• [YOUR OBJECTIVE] Your output should be the entries below, exact in every detail.

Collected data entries
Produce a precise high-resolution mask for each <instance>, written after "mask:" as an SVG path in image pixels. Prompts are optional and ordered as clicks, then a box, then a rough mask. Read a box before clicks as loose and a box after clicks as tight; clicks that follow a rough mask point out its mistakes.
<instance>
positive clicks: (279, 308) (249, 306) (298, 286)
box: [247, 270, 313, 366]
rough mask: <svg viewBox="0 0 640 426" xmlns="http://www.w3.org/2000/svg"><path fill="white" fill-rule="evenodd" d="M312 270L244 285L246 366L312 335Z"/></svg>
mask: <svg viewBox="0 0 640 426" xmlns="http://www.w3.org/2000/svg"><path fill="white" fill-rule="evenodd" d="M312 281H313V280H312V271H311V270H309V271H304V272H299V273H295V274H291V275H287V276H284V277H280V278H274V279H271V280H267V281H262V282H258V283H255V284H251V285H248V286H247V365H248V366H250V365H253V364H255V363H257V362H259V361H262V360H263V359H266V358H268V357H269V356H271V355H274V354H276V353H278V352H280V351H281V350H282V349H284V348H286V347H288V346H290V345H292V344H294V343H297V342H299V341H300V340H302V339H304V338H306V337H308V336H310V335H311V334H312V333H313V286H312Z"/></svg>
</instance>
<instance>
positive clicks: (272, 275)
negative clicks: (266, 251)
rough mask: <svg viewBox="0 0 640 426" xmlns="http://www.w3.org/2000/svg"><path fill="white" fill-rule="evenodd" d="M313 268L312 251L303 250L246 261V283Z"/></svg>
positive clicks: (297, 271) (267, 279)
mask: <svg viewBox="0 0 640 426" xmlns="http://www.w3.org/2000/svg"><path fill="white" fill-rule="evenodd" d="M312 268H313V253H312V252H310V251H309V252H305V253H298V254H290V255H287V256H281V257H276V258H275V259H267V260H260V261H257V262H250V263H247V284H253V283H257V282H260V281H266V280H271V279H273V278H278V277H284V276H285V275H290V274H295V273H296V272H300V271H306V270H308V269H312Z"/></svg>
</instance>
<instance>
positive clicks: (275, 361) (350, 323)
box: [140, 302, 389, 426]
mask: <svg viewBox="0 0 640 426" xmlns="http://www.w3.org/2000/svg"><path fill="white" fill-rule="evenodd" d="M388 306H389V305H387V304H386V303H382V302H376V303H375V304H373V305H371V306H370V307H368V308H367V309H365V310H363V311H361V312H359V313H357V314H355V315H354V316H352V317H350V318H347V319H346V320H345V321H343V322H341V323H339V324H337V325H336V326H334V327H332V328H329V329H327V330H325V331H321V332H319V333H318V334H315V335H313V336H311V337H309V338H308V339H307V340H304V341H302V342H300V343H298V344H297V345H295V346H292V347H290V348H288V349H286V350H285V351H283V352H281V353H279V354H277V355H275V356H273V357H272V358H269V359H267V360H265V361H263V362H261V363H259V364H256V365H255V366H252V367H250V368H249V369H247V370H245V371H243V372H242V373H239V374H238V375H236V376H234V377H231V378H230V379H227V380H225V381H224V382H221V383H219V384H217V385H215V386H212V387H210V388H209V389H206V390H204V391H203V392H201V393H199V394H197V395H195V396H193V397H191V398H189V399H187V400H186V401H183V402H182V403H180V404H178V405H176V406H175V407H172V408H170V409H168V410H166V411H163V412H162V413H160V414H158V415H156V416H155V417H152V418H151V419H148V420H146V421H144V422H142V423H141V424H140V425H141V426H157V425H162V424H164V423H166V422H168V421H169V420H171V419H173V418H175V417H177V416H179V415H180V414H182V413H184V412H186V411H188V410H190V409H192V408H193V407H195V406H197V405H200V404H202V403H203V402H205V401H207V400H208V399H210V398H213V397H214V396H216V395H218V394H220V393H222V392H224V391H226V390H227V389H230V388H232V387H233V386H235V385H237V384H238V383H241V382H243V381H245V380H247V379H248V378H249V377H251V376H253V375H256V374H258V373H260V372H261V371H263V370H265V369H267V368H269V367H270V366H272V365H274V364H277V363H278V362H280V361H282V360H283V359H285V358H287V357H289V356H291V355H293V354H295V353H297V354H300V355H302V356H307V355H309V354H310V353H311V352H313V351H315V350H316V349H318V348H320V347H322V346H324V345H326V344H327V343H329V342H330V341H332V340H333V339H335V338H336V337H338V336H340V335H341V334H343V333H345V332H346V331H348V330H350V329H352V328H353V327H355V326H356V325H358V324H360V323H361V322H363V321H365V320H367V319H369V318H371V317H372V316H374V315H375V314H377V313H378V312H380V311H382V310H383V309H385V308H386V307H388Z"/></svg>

• [RESULT]
Produce a precise high-resolution mask for each <instance>, written after "mask:" as an SVG path in image pixels. Prompts are optional and ordered as clicks, then a box, then a rough mask. Read a box before clicks as loose and a box after clicks as tight; clicks that follow a rough mask point out its mistakes.
<instance>
positive clicks: (279, 308) (249, 306) (298, 286)
box: [247, 270, 313, 366]
rough mask: <svg viewBox="0 0 640 426" xmlns="http://www.w3.org/2000/svg"><path fill="white" fill-rule="evenodd" d="M312 270L244 285L246 366L312 335Z"/></svg>
mask: <svg viewBox="0 0 640 426" xmlns="http://www.w3.org/2000/svg"><path fill="white" fill-rule="evenodd" d="M312 281H313V280H312V271H311V270H309V271H304V272H299V273H295V274H291V275H287V276H284V277H280V278H274V279H271V280H267V281H262V282H258V283H255V284H251V285H248V286H247V365H248V366H250V365H253V364H255V363H257V362H259V361H262V360H263V359H266V358H268V357H269V356H271V355H274V354H276V353H278V352H280V351H281V350H282V349H284V348H286V347H288V346H290V345H292V344H294V343H297V342H299V341H300V340H302V339H304V338H306V337H308V336H310V335H311V334H312V333H313V286H312Z"/></svg>
</instance>
<instance>
positive clicks: (272, 275)
negative clicks: (266, 251)
rough mask: <svg viewBox="0 0 640 426" xmlns="http://www.w3.org/2000/svg"><path fill="white" fill-rule="evenodd" d="M313 268L312 251L303 250L246 261V283Z"/></svg>
positive clicks: (297, 271) (267, 279)
mask: <svg viewBox="0 0 640 426" xmlns="http://www.w3.org/2000/svg"><path fill="white" fill-rule="evenodd" d="M312 268H313V253H312V252H310V251H309V252H305V253H298V254H290V255H287V256H281V257H276V258H275V259H267V260H260V261H257V262H250V263H247V284H253V283H257V282H260V281H266V280H271V279H273V278H278V277H284V276H285V275H290V274H295V273H296V272H300V271H306V270H308V269H312Z"/></svg>
</instance>
<instance>
positive clicks: (275, 361) (350, 323)
box: [140, 302, 389, 426]
mask: <svg viewBox="0 0 640 426" xmlns="http://www.w3.org/2000/svg"><path fill="white" fill-rule="evenodd" d="M388 306H389V305H387V304H386V303H382V302H376V303H375V304H373V305H371V306H370V307H368V308H367V309H365V310H363V311H361V312H359V313H357V314H355V315H354V316H352V317H350V318H347V319H346V320H345V321H343V322H341V323H339V324H337V325H336V326H334V327H332V328H329V329H327V330H325V331H321V332H319V333H318V334H315V335H313V336H311V337H309V338H308V339H307V340H304V341H302V342H300V343H298V344H297V345H295V346H292V347H290V348H288V349H286V350H285V351H283V352H281V353H279V354H277V355H275V356H273V357H272V358H269V359H267V360H265V361H263V362H261V363H259V364H256V365H255V366H252V367H250V368H249V369H247V370H245V371H243V372H242V373H239V374H238V375H236V376H234V377H231V378H230V379H227V380H225V381H224V382H221V383H219V384H217V385H215V386H212V387H210V388H209V389H206V390H204V391H203V392H201V393H199V394H197V395H195V396H193V397H191V398H189V399H187V400H186V401H183V402H182V403H180V404H178V405H176V406H175V407H172V408H170V409H168V410H166V411H163V412H162V413H160V414H158V415H156V416H155V417H152V418H151V419H148V420H146V421H144V422H142V423H141V424H140V425H141V426H157V425H162V424H164V423H166V422H168V421H169V420H171V419H173V418H175V417H177V416H179V415H180V414H182V413H184V412H186V411H188V410H190V409H192V408H193V407H195V406H197V405H200V404H202V403H203V402H205V401H207V400H208V399H210V398H213V397H214V396H216V395H218V394H220V393H222V392H224V391H226V390H227V389H230V388H232V387H233V386H235V385H237V384H238V383H241V382H243V381H245V380H247V379H248V378H249V377H251V376H253V375H256V374H258V373H260V372H261V371H263V370H265V369H267V368H269V367H270V366H272V365H274V364H277V363H278V362H280V361H282V360H283V359H285V358H287V357H289V356H291V355H293V354H295V353H297V354H300V355H302V356H307V355H309V354H310V353H311V352H313V351H315V350H316V349H318V348H320V347H322V346H324V345H326V344H327V343H329V342H330V341H332V340H333V339H335V338H336V337H338V336H340V335H341V334H343V333H345V332H346V331H348V330H350V329H352V328H353V327H355V326H356V325H358V324H360V323H361V322H363V321H365V320H367V319H369V318H371V317H372V316H374V315H375V314H377V313H378V312H380V311H382V310H383V309H385V308H386V307H388Z"/></svg>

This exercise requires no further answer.